Rewrite the items below as a numbered list with one line per number, dropping any blank lines.

>> Start Supplied records

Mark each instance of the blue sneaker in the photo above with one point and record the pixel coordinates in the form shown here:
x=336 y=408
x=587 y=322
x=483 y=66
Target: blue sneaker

>> End Supplied records

_Solved exercise:_
1. Mark each instance of the blue sneaker in the photo above with one point and record the pixel coordinates in the form shown here:
2. x=336 y=408
3. x=587 y=322
4. x=483 y=66
5. Target: blue sneaker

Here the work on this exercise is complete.